Written problem – In the essay about the narrator's mother's friends, what did the two men across the street begin doing for her after she became blind?

Reading passage –
┏━━

My Mother´s Friends


One year ago this July I took an emergency flight back home to Oklahoma for the unexpected death and funeral of my mother. She was old and frail and blind, and finally one day she gave up and gave in and moved on to her heavenly home with God.

While I was there I took some time to walk up and down her street and say good-bye to her neighbors one the last time. I had known many of these people from my childhood. Across the street lived two old gay men whom I had never met, but always appreciated because my mother told me how kind they had been to her after she had an accident and was no longer able to drive. Then when she eventually became blind they started mowing her lawn, cleaning her gutters, and raking her leaves. One time when a truck pulled up and people started hauling things out of her garage, they ran over to stop what they thought was theft of their friend's household property. As it happened, the truck was from her church, and the goods were for a rummage sale, but she never forgot their attempt to rescue what she called "the old 'widder' in distress."

┗━━

Supplied information –

┏━━

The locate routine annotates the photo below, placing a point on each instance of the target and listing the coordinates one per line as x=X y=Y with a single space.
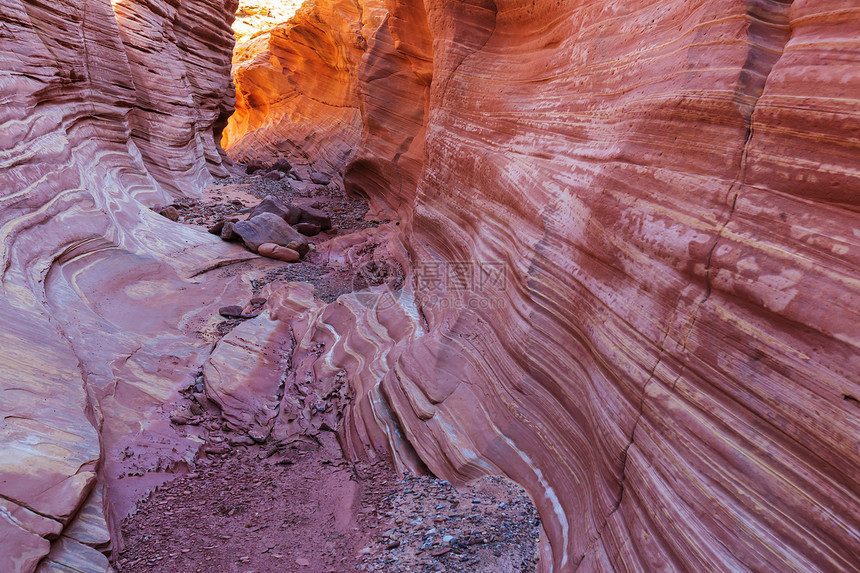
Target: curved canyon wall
x=298 y=85
x=670 y=361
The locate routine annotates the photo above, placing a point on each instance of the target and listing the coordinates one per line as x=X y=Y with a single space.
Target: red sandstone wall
x=297 y=86
x=674 y=371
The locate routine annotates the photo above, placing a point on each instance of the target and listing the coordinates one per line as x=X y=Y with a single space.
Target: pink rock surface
x=105 y=305
x=670 y=365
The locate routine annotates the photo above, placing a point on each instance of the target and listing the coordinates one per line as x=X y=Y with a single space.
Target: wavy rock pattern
x=673 y=370
x=102 y=300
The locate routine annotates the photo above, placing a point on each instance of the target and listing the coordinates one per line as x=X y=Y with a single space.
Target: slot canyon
x=575 y=285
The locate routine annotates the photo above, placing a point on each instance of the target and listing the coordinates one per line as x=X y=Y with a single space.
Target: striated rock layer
x=104 y=304
x=297 y=86
x=629 y=232
x=671 y=365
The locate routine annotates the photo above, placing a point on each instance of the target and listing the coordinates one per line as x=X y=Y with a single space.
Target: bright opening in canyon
x=408 y=286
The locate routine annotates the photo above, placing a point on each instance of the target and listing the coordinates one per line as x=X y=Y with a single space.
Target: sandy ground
x=248 y=507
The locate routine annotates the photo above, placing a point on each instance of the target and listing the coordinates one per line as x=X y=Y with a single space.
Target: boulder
x=274 y=251
x=227 y=232
x=170 y=212
x=282 y=165
x=232 y=311
x=253 y=167
x=308 y=229
x=315 y=216
x=218 y=227
x=320 y=179
x=289 y=213
x=268 y=228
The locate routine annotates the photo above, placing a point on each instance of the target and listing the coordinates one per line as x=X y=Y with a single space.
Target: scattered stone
x=232 y=311
x=216 y=449
x=218 y=227
x=319 y=178
x=170 y=212
x=282 y=165
x=288 y=213
x=253 y=167
x=278 y=252
x=308 y=229
x=268 y=228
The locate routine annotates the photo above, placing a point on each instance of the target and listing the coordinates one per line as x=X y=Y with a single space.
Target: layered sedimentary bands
x=630 y=231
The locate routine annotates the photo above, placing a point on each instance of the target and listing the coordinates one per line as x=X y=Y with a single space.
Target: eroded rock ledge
x=670 y=365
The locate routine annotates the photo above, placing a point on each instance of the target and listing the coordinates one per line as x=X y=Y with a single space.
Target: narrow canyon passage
x=424 y=285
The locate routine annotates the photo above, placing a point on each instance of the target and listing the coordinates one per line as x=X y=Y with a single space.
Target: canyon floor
x=253 y=507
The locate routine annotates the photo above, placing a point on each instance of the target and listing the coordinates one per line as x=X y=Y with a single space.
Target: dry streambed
x=255 y=507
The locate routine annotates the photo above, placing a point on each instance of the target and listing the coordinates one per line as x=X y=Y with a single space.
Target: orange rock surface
x=672 y=365
x=297 y=86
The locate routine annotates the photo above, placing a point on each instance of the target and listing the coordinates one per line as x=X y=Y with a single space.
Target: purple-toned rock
x=267 y=228
x=227 y=232
x=308 y=229
x=320 y=179
x=315 y=216
x=170 y=212
x=232 y=311
x=218 y=227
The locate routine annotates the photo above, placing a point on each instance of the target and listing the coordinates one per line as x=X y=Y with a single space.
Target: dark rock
x=170 y=212
x=316 y=216
x=216 y=449
x=218 y=227
x=233 y=311
x=278 y=252
x=227 y=232
x=298 y=247
x=319 y=179
x=268 y=228
x=288 y=213
x=308 y=229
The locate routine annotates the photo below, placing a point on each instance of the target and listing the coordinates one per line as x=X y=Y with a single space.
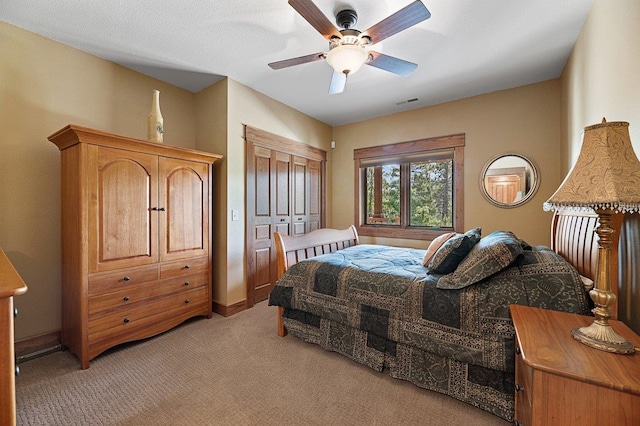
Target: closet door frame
x=259 y=239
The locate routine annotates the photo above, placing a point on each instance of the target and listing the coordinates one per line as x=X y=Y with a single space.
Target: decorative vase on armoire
x=155 y=127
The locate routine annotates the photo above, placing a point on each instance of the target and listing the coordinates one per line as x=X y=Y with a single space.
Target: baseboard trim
x=228 y=310
x=35 y=347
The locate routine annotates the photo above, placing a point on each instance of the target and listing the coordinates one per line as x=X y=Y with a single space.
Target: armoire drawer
x=118 y=320
x=112 y=281
x=139 y=293
x=186 y=266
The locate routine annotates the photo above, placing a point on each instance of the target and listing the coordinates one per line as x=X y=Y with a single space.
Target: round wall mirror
x=509 y=180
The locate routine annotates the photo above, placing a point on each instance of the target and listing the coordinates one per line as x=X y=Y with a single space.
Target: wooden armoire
x=285 y=188
x=136 y=238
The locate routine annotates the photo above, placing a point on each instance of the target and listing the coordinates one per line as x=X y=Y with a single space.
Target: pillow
x=449 y=255
x=491 y=255
x=587 y=283
x=435 y=245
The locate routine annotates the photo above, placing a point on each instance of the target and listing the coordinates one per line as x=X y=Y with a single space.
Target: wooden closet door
x=284 y=194
x=183 y=209
x=268 y=211
x=122 y=188
x=299 y=195
x=315 y=195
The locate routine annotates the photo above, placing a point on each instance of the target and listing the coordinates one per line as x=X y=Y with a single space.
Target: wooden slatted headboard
x=292 y=249
x=573 y=236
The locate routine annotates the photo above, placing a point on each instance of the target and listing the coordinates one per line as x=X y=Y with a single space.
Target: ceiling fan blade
x=297 y=61
x=309 y=11
x=338 y=83
x=391 y=64
x=399 y=21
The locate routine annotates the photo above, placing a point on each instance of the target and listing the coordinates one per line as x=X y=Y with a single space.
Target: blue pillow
x=491 y=255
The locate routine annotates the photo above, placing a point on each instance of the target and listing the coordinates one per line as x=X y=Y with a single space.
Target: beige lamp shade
x=606 y=174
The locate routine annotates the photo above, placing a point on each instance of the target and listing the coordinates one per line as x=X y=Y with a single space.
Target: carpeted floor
x=226 y=371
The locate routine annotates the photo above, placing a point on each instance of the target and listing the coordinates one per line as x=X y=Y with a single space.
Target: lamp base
x=601 y=336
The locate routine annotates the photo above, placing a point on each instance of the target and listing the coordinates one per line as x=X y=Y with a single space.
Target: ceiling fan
x=349 y=48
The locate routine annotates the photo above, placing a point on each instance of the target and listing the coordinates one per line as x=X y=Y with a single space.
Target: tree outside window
x=410 y=189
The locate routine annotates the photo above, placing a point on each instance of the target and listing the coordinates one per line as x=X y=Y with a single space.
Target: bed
x=444 y=326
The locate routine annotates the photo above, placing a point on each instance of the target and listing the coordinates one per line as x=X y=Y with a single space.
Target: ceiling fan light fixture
x=347 y=58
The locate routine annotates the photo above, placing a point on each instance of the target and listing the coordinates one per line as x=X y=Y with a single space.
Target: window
x=411 y=189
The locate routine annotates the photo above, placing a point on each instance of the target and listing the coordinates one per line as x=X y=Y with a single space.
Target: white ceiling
x=466 y=48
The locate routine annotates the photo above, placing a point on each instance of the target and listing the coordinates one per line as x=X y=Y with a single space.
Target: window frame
x=379 y=153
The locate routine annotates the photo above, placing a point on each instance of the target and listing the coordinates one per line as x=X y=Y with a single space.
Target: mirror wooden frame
x=512 y=178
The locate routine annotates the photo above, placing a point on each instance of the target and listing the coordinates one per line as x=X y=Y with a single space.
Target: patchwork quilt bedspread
x=387 y=292
x=379 y=306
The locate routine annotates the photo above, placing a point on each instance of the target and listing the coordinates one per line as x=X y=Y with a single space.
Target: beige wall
x=44 y=86
x=602 y=76
x=525 y=120
x=248 y=107
x=211 y=131
x=230 y=105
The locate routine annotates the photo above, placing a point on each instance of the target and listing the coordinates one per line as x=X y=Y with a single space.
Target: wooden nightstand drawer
x=523 y=387
x=566 y=382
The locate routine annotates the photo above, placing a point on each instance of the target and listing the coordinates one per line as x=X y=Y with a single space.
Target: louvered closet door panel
x=299 y=196
x=314 y=209
x=260 y=172
x=122 y=186
x=282 y=189
x=183 y=209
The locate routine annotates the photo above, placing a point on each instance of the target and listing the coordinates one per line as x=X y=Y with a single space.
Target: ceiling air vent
x=406 y=102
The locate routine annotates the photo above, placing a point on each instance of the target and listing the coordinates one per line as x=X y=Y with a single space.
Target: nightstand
x=560 y=381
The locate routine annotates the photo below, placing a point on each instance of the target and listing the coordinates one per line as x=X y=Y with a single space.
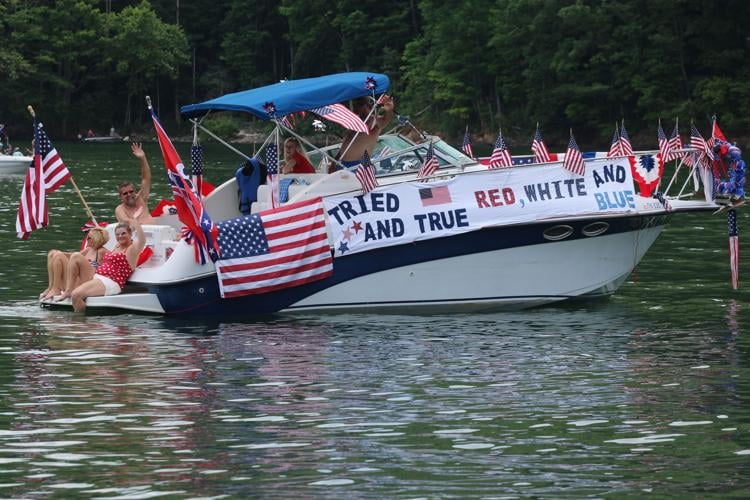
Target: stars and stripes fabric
x=675 y=144
x=626 y=149
x=700 y=146
x=200 y=231
x=734 y=248
x=46 y=173
x=466 y=146
x=274 y=249
x=338 y=113
x=573 y=158
x=539 y=148
x=366 y=174
x=614 y=147
x=664 y=148
x=272 y=176
x=196 y=161
x=716 y=134
x=500 y=154
x=430 y=164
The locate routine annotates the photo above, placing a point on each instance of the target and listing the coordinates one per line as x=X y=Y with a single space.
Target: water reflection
x=360 y=405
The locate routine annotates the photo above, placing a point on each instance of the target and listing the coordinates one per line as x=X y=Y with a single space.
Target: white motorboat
x=464 y=239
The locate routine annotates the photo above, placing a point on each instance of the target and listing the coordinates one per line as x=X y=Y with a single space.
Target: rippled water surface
x=644 y=393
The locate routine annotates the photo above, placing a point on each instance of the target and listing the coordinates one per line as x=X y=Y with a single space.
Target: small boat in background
x=10 y=164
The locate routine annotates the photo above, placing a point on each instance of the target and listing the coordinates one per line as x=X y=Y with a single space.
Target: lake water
x=646 y=393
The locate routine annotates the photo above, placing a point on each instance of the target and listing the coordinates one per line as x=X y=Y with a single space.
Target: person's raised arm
x=387 y=103
x=145 y=171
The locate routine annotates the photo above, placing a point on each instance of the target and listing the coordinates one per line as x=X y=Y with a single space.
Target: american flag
x=541 y=154
x=614 y=147
x=45 y=174
x=500 y=155
x=196 y=159
x=430 y=164
x=272 y=166
x=573 y=158
x=625 y=147
x=664 y=147
x=698 y=143
x=366 y=174
x=675 y=144
x=716 y=133
x=466 y=147
x=190 y=209
x=734 y=248
x=274 y=249
x=338 y=113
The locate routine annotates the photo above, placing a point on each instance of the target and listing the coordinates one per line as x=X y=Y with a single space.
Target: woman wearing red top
x=295 y=159
x=116 y=267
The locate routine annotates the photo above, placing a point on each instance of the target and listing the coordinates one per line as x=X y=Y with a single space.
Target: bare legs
x=79 y=271
x=57 y=262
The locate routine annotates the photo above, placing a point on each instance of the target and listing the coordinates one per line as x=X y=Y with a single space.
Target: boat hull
x=511 y=267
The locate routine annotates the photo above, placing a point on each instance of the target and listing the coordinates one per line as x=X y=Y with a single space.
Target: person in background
x=58 y=264
x=116 y=267
x=134 y=205
x=355 y=144
x=295 y=158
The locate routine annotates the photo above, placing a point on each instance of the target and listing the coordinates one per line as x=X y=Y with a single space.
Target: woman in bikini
x=58 y=261
x=117 y=266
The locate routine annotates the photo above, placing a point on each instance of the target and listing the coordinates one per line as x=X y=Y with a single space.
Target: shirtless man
x=360 y=143
x=134 y=205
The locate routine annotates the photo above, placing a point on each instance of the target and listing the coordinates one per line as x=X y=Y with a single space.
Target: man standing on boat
x=355 y=144
x=134 y=205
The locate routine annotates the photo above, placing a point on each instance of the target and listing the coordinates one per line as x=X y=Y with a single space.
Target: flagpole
x=80 y=195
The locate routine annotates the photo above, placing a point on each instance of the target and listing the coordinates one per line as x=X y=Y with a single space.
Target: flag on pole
x=675 y=143
x=500 y=155
x=541 y=153
x=196 y=159
x=190 y=210
x=338 y=113
x=366 y=174
x=466 y=147
x=625 y=147
x=430 y=164
x=573 y=158
x=46 y=173
x=272 y=176
x=274 y=249
x=664 y=148
x=614 y=147
x=734 y=248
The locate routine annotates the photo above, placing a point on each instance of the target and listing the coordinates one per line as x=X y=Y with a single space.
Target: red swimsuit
x=115 y=266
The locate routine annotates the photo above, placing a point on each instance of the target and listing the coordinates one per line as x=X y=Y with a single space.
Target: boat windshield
x=395 y=154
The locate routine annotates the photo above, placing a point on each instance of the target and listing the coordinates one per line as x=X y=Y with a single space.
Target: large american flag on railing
x=274 y=249
x=45 y=174
x=338 y=113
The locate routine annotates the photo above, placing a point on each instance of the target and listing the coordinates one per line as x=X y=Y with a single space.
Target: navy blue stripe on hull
x=201 y=296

┗━━

Output of the task – They started mowing her lawn, cleaning her gutters, and raking her leaves.